▶ _STATED PROBLEM_
Please return each line in the records below that contains the word "window".

▶ _DATA SHOWN_
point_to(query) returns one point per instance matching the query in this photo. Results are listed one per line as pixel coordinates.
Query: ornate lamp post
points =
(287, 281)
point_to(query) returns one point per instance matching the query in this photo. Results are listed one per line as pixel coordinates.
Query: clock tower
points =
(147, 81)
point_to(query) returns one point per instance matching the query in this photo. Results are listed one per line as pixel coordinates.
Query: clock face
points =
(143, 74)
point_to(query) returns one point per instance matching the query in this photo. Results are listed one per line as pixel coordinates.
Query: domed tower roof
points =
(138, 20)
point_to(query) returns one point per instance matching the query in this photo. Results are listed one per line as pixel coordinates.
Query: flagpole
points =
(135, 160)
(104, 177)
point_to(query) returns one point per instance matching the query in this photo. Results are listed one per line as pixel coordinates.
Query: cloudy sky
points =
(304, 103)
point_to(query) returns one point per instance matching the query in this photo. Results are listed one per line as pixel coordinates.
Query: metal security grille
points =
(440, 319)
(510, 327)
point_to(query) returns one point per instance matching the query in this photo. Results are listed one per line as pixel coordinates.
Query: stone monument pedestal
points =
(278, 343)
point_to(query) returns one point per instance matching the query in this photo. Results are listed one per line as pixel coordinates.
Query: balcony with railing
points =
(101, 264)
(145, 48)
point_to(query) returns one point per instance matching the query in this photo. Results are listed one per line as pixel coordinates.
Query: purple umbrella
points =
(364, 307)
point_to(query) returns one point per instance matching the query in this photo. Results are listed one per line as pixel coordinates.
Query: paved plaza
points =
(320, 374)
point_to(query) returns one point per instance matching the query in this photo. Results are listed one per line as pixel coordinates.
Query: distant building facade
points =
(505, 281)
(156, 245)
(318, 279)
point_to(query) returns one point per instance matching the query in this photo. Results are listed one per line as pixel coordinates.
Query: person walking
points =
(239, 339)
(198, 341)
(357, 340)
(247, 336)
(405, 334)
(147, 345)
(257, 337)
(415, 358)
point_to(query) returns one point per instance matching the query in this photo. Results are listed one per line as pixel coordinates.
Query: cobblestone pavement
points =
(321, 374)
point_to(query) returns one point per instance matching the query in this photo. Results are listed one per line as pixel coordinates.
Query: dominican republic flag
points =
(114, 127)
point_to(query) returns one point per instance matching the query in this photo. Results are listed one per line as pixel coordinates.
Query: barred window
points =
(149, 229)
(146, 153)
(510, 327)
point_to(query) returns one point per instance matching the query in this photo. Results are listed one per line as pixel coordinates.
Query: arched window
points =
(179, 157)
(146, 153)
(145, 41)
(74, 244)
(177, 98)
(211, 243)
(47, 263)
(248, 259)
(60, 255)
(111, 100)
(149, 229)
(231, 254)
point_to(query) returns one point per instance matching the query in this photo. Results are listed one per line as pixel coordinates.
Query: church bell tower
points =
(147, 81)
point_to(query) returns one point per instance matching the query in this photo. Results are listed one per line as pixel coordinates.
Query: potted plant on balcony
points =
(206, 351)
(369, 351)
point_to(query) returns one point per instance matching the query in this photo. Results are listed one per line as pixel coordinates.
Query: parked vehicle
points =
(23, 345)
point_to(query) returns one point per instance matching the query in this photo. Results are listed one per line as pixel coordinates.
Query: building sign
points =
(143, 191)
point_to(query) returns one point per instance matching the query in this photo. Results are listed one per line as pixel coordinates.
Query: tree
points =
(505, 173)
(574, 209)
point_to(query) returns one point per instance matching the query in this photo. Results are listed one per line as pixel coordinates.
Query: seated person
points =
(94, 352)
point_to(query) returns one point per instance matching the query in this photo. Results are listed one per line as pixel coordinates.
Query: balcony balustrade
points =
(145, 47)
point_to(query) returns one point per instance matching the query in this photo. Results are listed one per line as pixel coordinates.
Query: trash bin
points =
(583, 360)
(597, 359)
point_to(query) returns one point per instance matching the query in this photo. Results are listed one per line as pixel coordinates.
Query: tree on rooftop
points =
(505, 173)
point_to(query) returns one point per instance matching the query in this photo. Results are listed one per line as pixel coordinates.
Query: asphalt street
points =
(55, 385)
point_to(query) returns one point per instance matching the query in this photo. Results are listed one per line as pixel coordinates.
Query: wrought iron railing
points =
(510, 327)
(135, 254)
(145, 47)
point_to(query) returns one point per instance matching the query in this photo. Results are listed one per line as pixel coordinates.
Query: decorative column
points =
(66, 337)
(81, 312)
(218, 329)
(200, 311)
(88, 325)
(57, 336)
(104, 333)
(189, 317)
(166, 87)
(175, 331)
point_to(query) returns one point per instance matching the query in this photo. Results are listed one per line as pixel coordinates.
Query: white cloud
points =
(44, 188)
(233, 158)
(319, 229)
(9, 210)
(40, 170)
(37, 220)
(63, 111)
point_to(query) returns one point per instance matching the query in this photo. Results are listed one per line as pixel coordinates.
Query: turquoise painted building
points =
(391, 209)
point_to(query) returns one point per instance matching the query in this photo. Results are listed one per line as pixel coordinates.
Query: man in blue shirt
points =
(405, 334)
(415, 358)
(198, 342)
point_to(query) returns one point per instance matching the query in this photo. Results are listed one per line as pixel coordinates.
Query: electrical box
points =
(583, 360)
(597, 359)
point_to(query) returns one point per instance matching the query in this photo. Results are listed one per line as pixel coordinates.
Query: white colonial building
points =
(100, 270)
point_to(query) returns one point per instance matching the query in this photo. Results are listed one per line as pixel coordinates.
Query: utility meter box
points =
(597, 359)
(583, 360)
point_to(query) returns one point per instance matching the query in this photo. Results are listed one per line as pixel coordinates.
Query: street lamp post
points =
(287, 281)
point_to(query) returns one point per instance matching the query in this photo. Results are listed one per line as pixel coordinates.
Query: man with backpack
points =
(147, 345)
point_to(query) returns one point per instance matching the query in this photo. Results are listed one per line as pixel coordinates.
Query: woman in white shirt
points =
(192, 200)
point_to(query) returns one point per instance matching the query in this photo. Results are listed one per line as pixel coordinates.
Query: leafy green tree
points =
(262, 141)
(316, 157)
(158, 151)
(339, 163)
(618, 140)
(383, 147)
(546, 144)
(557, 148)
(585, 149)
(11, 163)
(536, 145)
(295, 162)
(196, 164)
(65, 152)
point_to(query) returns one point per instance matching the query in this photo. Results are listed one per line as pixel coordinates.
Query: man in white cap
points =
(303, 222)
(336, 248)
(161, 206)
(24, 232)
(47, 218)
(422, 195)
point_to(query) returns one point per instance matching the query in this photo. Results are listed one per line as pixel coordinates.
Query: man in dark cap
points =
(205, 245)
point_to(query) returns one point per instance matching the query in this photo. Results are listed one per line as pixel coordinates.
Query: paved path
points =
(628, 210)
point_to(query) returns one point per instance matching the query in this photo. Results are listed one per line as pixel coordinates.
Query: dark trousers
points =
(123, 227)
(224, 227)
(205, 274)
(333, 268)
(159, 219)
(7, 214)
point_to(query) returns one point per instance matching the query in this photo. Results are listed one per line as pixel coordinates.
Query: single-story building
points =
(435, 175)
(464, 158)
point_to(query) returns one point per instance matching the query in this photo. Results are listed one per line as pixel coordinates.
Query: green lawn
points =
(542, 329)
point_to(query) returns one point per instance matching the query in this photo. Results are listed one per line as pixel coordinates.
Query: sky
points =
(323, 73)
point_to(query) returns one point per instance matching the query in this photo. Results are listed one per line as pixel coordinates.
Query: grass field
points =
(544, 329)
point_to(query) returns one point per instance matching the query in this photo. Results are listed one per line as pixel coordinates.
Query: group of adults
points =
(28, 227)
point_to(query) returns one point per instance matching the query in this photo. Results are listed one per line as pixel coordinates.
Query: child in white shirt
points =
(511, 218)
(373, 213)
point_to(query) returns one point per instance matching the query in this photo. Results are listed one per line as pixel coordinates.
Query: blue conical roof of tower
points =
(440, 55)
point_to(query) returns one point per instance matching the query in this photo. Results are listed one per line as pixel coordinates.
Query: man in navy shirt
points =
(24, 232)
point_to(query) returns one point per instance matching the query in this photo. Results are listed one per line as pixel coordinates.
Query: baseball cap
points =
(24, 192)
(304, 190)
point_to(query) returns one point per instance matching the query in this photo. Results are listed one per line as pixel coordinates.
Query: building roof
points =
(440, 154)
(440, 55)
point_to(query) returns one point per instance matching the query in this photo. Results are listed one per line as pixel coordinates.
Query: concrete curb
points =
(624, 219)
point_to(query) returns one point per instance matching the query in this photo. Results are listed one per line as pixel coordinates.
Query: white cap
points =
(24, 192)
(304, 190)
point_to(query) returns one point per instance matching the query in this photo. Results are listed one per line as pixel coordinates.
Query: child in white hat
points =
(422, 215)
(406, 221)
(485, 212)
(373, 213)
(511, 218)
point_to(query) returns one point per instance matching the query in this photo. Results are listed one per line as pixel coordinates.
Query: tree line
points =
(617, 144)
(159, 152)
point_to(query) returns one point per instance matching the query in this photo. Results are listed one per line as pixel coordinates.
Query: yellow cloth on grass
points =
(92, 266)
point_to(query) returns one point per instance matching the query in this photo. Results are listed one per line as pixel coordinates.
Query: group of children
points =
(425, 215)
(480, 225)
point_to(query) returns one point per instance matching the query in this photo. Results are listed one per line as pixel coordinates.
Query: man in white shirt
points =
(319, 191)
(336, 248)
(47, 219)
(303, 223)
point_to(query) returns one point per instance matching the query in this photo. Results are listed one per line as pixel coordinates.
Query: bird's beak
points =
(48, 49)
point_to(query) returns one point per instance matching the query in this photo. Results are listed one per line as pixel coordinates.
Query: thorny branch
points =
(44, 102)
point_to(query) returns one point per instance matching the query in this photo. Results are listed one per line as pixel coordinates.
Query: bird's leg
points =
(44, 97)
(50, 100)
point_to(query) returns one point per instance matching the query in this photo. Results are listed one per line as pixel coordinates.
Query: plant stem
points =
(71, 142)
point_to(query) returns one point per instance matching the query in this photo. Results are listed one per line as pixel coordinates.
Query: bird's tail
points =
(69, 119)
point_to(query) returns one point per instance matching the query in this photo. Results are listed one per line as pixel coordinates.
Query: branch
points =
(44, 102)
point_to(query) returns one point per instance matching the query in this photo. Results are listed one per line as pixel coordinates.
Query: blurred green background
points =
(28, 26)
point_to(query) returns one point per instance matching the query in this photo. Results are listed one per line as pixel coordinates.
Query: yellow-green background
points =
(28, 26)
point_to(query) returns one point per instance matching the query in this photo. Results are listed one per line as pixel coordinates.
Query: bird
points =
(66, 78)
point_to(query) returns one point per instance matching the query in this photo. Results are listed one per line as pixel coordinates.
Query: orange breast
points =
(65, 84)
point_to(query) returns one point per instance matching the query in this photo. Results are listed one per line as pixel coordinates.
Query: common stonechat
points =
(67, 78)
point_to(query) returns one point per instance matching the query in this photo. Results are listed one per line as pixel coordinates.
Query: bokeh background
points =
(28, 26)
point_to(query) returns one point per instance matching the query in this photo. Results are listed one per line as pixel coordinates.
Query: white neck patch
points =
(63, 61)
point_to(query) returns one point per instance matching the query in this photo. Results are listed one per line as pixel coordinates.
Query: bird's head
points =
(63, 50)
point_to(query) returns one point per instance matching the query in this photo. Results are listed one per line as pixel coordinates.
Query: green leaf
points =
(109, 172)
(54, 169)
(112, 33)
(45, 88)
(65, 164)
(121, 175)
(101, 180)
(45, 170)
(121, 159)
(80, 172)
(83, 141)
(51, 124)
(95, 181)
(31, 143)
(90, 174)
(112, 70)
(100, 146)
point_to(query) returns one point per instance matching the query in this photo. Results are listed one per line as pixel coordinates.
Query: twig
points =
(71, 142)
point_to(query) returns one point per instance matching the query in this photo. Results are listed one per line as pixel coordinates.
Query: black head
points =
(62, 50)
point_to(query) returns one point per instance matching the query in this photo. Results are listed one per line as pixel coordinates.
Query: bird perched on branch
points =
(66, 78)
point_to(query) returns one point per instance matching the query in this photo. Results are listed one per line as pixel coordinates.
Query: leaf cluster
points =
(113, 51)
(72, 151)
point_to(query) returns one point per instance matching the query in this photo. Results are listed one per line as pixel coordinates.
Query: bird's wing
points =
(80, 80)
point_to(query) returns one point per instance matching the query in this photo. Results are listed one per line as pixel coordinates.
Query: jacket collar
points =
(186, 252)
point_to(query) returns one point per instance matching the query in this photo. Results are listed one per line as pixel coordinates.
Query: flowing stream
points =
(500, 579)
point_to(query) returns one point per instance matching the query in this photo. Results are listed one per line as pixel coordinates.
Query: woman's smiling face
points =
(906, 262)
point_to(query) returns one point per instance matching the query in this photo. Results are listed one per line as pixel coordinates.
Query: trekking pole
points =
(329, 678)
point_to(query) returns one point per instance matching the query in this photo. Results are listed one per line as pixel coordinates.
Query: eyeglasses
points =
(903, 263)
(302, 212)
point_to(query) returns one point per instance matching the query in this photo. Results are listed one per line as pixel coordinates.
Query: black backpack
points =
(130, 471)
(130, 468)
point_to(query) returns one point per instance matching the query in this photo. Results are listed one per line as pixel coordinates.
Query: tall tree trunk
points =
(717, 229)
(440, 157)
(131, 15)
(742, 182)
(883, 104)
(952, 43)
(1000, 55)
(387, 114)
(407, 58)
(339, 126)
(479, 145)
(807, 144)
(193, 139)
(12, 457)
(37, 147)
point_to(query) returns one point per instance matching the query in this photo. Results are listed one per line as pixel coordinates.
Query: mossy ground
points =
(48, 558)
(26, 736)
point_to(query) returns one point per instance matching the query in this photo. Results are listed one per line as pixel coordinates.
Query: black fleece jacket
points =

▶ _TASK ANSWER_
Query: barred window
Query: arched window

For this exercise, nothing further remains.